→ Brano da leggere
In
una società “flessibile”, la durata
di ogni esperienza umana si accorcia sempre più,
e allora il pranzo si fa il più delle volte
“fast food”, e gli amori sono sempre meno
eterni. Ad aver strutturato così la società
contemporanea è senza dubbio il nuovo mondo
del lavoro, una dimensione in continua rivoluzione
che non assicura più, a giovani e meno giovani,
un futuro certo. Se il cittadino-lavoratore non sa
oggi dove e quanto e come (e se) lavorerà domani,
sono due le parole magiche che possono aiutarlo a
sopravvivere in tanta precarietà: “educazione
permanente”.
Il cursus educativo di una volta poteva andare
bene nell’epoca del posto fisso. Le nozioni
assunte alle scuole superiori e all’università,
magari rafforzate dalla pratica concreta sul luogo
di lavoro, potevano bastare a garantire la preparazione
di chi per tutta la vita si ritrovava ad espletare
la stessa funzione, tanto più in un mondo sostanzialmente
stabile, in cui l’aggiornamento non era vitale.
Oggi non è più così. Le nuove
tecnologie, ad esempio, che hanno rivoluzionato la
nostra società, continuano a rigenerarsi a
velocità sempre maggiori.
Pertanto chi possiede già un lavoro si vede
costretto, anche solo per rimanere dov’è,
ad un aggiornamento continuo. E chi ha appena concluso
il cursus scolastico tradizionale si rende
conto che, se vuole essere almeno un po’ padrone
del proprio futuro, deve intraprendere nuovi studi,
perché la laurea, che un tempo era un segno
di eccellenza, oggi il più delle volte non
basta più, e i call center pullulano
di laureati.
Gli
Stati Uniti da tempo si confrontano con spregiudicatezza
con questo mondo flessibile e di formazione permanente,
mondo che in pratica hanno creato loro. L’Unione
Europea si è posta, al Consiglio di Lisbona,
obiettivi molto ambiziosi: per il 2010, l’80%
della popolazione compresa tra i 15 e i 64 anni dovrà
possedere un titolo di scuola secondaria superiore
e il 10% della popolazione adulta dovrà poter
usufruire ogni anno di corsi di formazione permanente.
L’Europa è ovviamente più sensibile
dell’America all’impatto sociale di questa
rivoluzione infinita, e il Nord del continente ha
dato prova di saper coniugare con successo welfare
e flessibilità.
L’Italia, al contrario, è rimasta alla
mentalità del posto fisso. Sarà che
il nostro è un paese in cui la raccomandazione
ha troppo spesso prevalso sul merito, e in cui la
filosofia della concorrenza non riscuote molto successo
(basti pensare a come venivano decisi gli appalti
negli anni di Tangentopoli, e all’attuale sistema
televisivo). Gli adulti, che d’altronde in un
mondo così flessibile non sono nati, fanno
difficoltà ad adattarsi. I giovani, invece,
troppo spesso sperano nella “spintarella”

→ Dati archiviati
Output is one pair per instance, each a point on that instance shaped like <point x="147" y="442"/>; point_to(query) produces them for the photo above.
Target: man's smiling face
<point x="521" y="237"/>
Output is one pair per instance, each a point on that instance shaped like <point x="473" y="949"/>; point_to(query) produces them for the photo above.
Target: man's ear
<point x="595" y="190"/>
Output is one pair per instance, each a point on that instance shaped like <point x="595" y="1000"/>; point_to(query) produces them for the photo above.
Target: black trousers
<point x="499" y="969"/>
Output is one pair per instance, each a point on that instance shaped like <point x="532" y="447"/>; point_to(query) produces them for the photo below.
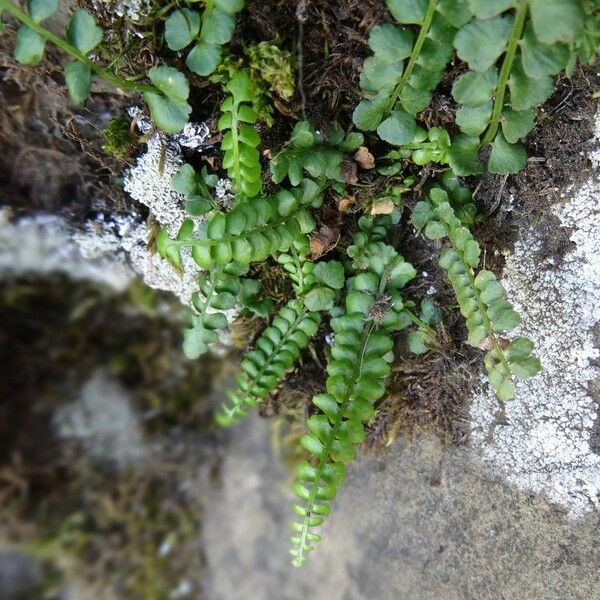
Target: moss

→ Compiti
a. Elenca tutti i valori numerici scritti in cifre che compaiono nel brano.
b. Secondo il brano, perché chi ha già un lavoro è costretto ad aggiornarsi di continuo? Rispondi in una o due frasi.
c. Riprendi il brano sull'educazione permanente dal punto in cui si interrompe.
Il materiale riportato sopra è distinto dal brano e va considerato a parte.

→ Risultati per compito
a. 2010, 80%, 15, 64, 10%

b. Chi ha già un lavoro deve aggiornarsi di continuo anche solo per restare dov'è. Il motivo è che le nuove tecnologie, che hanno rivoluzionato la società, continuano a rinnovarsi a velocità sempre maggiori.

c.
più che investire nella propria formazione.
Ecco allora perché ogni anno i dati sulla diffusione
dell’educazione permanente in Italia dipingono
lo stesso scoraggiante quadro. Anche quest’anno
siamo al quart’ultimo posto tra i paesi Ocse,
vicini ai dati di paesi, come la Grecia e la Turchia,
che certo (con tutto il rispetto per quei popoli e
quei mari) non possono essere un modello per la quinta
potenza industriale del mondo. Lo stesso ci dice il
recentissimo rapporto dell’Isfol (Istituto per
lo Sviluppo della Formazione Professionale dei Lavoratori,
ente pubblico che opera in collaborazione con il Ministero
del Lavoro, le Regioni, le Parti Sociali e l’Unione
Europea), secondo il quale il 60% della popolazione
in età lavorativa possiede solo il titolo di
licenza elementare o media, non naviga in Internet
e non partecipa ai processi di formazione continua.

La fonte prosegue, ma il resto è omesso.